(Labeled-object pointing entries)

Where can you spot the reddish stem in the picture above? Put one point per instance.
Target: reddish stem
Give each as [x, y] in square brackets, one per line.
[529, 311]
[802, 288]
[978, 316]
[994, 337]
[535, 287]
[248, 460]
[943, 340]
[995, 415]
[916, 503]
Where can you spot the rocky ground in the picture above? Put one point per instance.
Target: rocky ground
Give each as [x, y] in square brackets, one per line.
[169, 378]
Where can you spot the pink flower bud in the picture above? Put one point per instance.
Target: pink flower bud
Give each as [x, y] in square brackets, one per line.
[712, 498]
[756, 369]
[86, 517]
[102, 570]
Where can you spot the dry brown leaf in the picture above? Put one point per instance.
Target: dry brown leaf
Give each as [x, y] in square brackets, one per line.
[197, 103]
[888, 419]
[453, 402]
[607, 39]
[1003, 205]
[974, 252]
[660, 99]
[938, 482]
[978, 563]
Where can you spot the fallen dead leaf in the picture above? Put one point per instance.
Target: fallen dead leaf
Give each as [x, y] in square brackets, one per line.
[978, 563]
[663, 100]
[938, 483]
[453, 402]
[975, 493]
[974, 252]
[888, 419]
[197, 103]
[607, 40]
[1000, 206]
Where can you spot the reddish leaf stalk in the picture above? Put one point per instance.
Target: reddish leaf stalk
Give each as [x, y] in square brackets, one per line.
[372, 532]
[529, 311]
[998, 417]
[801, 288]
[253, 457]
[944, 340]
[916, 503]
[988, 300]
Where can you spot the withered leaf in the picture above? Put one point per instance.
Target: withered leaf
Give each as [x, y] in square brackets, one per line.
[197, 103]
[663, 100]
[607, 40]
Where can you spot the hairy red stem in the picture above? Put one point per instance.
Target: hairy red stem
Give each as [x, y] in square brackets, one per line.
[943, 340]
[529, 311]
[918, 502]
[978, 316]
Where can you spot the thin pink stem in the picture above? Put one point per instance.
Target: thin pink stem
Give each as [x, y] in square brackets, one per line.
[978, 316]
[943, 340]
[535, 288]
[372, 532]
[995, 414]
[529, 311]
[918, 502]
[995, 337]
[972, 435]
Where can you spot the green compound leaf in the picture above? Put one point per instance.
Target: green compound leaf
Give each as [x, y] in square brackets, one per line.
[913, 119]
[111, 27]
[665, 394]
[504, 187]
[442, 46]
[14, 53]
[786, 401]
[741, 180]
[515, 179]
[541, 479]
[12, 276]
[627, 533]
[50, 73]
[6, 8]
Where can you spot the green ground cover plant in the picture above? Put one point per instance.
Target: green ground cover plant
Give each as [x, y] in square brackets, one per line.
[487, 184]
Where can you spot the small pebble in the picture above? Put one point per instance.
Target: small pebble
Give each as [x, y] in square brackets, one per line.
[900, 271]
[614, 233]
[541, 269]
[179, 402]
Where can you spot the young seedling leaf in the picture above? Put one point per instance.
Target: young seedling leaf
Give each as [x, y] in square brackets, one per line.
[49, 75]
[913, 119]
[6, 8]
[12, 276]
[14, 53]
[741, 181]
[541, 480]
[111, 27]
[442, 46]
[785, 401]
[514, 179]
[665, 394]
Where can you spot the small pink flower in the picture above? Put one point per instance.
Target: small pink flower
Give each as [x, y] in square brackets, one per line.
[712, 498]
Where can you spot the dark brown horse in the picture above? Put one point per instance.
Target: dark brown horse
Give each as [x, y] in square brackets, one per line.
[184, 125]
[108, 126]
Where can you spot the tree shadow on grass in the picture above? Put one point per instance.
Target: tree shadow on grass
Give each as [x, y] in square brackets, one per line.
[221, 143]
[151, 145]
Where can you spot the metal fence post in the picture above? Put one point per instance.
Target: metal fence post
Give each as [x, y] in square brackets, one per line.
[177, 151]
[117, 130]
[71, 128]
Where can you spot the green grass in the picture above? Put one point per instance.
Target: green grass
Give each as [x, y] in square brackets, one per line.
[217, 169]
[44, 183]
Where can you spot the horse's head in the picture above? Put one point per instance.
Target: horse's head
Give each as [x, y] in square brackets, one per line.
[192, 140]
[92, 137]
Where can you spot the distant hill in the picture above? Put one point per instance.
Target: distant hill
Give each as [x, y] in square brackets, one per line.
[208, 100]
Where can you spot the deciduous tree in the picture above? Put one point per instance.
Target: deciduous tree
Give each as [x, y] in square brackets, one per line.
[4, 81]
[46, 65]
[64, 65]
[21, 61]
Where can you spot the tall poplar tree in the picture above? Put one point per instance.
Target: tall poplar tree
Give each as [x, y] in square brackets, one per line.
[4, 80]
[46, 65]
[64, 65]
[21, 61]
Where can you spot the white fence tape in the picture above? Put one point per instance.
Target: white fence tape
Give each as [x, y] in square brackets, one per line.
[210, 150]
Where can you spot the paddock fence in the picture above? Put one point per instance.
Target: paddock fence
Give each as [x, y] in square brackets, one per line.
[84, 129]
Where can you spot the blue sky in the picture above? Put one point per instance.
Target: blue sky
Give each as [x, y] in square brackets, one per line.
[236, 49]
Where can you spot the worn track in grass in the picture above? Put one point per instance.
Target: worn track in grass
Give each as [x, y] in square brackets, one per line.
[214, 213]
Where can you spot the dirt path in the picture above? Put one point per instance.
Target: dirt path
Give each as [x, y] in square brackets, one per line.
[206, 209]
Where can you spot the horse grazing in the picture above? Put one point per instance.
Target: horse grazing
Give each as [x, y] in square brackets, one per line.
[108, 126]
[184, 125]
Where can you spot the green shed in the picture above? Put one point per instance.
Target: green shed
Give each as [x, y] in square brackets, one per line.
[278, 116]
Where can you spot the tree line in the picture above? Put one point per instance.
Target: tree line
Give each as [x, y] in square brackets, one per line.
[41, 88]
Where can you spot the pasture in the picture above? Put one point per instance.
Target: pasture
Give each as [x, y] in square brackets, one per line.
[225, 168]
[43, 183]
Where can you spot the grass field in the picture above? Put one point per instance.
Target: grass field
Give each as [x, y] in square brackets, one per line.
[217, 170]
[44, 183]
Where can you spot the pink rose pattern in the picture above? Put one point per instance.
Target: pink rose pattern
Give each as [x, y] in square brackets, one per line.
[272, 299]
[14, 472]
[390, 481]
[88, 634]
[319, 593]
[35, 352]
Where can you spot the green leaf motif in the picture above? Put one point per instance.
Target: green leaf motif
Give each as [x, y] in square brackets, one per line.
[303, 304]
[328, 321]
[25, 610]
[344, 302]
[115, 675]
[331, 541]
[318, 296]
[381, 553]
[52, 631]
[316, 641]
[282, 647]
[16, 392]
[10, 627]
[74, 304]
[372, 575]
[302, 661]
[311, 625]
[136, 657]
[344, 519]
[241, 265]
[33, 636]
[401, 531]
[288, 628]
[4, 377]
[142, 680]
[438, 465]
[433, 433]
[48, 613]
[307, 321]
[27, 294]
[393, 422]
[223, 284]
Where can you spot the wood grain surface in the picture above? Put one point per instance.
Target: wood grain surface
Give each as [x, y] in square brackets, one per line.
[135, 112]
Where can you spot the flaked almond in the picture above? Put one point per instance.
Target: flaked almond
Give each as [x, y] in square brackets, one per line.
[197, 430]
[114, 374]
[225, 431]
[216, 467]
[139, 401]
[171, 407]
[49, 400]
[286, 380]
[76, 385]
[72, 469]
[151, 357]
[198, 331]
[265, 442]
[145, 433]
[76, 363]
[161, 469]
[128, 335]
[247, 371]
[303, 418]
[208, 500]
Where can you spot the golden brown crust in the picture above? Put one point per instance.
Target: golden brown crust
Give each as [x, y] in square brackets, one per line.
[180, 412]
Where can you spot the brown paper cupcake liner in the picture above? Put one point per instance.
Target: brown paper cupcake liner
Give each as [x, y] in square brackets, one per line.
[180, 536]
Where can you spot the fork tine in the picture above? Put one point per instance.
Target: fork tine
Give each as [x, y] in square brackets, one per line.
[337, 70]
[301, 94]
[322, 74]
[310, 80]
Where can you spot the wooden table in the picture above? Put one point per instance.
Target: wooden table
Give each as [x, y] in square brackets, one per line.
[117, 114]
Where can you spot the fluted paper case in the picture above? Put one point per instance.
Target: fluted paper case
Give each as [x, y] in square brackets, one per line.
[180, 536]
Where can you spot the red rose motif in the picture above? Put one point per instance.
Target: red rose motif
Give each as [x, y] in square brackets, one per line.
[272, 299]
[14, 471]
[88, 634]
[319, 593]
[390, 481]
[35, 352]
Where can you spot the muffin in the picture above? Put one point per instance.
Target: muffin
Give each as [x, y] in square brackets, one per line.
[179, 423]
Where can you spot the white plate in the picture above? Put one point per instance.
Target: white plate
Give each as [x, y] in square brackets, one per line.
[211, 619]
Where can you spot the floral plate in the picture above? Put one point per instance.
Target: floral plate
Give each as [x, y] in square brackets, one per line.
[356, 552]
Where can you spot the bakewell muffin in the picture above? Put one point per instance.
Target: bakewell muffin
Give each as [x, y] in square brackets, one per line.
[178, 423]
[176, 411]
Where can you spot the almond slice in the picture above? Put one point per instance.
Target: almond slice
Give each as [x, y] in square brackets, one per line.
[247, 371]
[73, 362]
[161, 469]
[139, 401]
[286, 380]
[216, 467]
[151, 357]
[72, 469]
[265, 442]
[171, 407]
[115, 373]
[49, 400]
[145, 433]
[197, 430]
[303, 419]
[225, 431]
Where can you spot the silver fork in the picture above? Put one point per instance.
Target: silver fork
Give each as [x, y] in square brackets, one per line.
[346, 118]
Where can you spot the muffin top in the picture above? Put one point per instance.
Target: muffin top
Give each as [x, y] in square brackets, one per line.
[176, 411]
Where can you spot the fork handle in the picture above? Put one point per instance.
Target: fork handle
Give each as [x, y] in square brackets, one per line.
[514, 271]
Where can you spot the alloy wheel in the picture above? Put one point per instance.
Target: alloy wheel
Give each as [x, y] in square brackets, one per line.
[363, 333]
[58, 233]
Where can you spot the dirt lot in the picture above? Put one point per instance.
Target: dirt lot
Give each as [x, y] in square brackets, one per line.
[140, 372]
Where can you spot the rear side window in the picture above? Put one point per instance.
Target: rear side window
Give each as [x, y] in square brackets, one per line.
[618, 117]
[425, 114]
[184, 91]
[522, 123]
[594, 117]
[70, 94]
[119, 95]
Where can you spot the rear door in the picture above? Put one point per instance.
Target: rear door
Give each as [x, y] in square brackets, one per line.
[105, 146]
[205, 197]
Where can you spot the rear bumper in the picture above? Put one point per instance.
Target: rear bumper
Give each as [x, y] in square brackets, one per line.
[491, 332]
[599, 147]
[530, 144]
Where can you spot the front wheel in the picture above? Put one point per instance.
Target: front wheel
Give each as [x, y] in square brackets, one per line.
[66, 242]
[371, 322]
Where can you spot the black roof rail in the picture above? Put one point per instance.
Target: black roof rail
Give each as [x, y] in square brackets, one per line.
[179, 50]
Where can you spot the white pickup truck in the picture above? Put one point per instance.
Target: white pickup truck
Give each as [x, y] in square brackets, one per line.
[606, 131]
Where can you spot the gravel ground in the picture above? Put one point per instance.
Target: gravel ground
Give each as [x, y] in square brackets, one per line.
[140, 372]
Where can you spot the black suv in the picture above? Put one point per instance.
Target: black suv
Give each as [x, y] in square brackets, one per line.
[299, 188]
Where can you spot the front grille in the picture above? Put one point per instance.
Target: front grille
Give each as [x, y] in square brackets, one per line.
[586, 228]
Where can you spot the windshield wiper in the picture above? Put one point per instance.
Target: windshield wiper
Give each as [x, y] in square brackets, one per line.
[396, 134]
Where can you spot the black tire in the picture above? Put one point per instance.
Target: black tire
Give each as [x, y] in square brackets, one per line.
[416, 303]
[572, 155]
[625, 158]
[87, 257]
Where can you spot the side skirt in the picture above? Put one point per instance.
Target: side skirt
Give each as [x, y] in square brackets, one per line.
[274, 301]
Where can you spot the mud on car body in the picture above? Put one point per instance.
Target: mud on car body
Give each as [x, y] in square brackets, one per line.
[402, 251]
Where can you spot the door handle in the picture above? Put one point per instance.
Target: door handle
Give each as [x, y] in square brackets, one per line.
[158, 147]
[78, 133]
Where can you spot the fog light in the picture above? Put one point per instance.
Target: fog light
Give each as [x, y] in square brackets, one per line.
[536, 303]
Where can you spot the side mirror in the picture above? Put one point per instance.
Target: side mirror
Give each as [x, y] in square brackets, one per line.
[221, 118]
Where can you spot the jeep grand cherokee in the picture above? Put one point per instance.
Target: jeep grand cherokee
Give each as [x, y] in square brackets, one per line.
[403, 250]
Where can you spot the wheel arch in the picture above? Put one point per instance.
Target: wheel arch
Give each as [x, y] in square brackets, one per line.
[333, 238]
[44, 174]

- PROBLEM STATEMENT -
Repeat exactly the lines above, starting with the line that contains "Where can you spot the fog" and ending with the last line, both included, and nothing else.

- THE RESULT -
Where can you spot the fog light in the picture above? Put one point per instance.
Target: fog light
Give each as [x, y] in square brackets, one per line.
[536, 303]
Where can you spot the side mirror in the picture above? Put one point per instance.
Target: side mirror
Give each as [x, y] in square brackets, one per line.
[221, 118]
Where can you spot the jeep grand cherokee in the picture above? Put one point per instance.
Target: jeep grand cherokee
Give each as [x, y] in square brackets, one per line.
[403, 250]
Where can you spot the wheel arch in the picture above? Put one point per instance.
Target: wheel arch
Give each as [x, y] in square brackets, one per line.
[333, 238]
[44, 174]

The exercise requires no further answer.